_Passage shown_.
((

Effectiveness comparison between single- and multi-loci markers
Genetic diversity of 27 wild E. sibiricus accessions was evaluated by 30 markers developed in this study and other 30 ones reported before. We found that the expected single-locus SSRs screened by in silico analysis still exhibited multi-loci amplicons when separated by polyacrylamide gel. This may be caused by their non-conservatism of flanking sequences [9]. Finally, only 10 single-locus (ESGA-SL) markers and 20 multi-locus (ESGA-ML) markers were obtained in this study for genetic diversity analysis of 27 wild E. sibiricus accessions.
The average amplified alleles of the 10 ESGA-SL markers was 2.9, which was close to the allotetraploid species Arachis hypogaea (3.85) and Brassica napus (3.23) [9, 36]. The PIC value of the 10 ESGA-SL markers varied from 0.069 to 0.595 with an average of 0.391, that indicated its abundant polymorphism and high application value [38]. There was no significant difference of PIC detected between ESGA-SL and other three marker systems (ESGA-ML, ES and ESGS), which may be caused by the different calculation criteria between single-locus and multi-loci marker or the limited amplification loci of single-locus markers. According to the Mann Whitney test, G-SSR (ESGA and ESGS markers) was more efficient and polymorphic than EST-SSR (ES markers) in view of PIC, MI and Rp, that may be driven by the more conservative flanking sequences of EST-SSR [39, 40]. In addition, significantly (P < 0.05) higher PIC values of ESGA-ML markers vs. ESGS markers were calculated, which demonstrate the superiority of SSR markers development method by sequencing over traditional method.

))

_Recorded information_.
((

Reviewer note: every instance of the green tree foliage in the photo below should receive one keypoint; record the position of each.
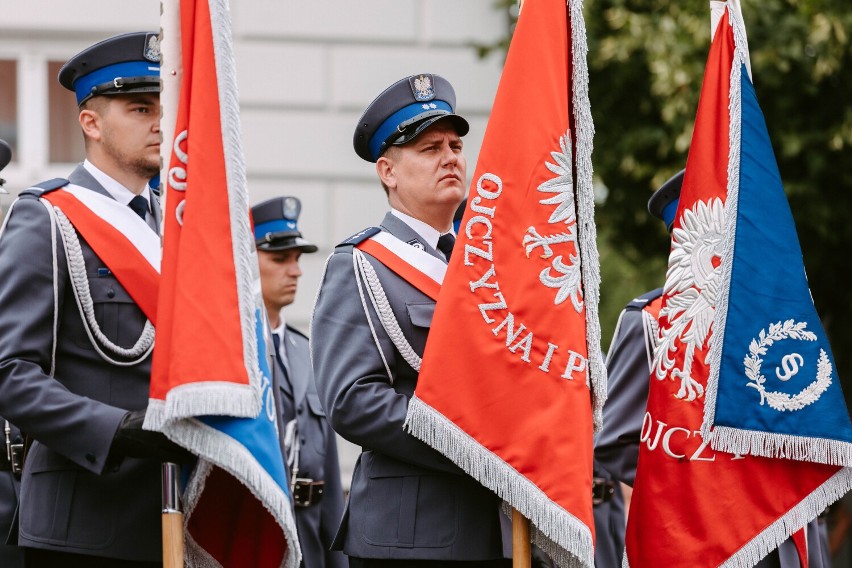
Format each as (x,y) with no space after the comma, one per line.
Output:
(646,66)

))
((

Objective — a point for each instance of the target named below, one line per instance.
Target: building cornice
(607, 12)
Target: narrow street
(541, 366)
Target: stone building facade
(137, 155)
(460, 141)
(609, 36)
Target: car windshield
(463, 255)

))

_What to work on_.
A - List every species named by its scientific name in the passage on single- and multi-locus SSR markers.
B - Carry on the passage on single- and multi-locus SSR markers from its last sentence.
The lines have no connection to the passage on SSR markers.

_Exercise results_.
A - E. sibiricus, Arachis hypogaea, Brassica napus

B -
The UPGMA and PCoA derived cluster analysis based on ESGA-SL markers divided the 27 wild E. sibiricus accessions into two groups, and the structure analysis based on Bayesian algorithm also revealed the same pattern. However, the other three types of multi-loci markers exhibited inferior ability than ESGA-SL marker in revealing actual genetic relationships. One should note that all the genetic diversity parameters (Na, Ne, I, He and PP) of each geo-group calculated based on ESGA-SL markers were higher than that of ESGA-ML, which suggested that the single-locus marker reveals more accurate genetic information, so it is more suitable for further genetic analysis [36]. However, slightly higher pairwise Fst values were observed among each geo-group based on ESGA-ML markers. Given that multi-loci SSRs possesses characteristic like multiple amplification sites in the genome location, a part of genetic information was unavoidably covered. The advantage of single-locus markers over multi-loci markers was manifested in this study, however, vast number of single-locus markers that covering the entire genome of each chromosome are needed for E. sibiricus. In this case, higher quality genome-wide sequencing and assembling for E. sibiricus are necessary.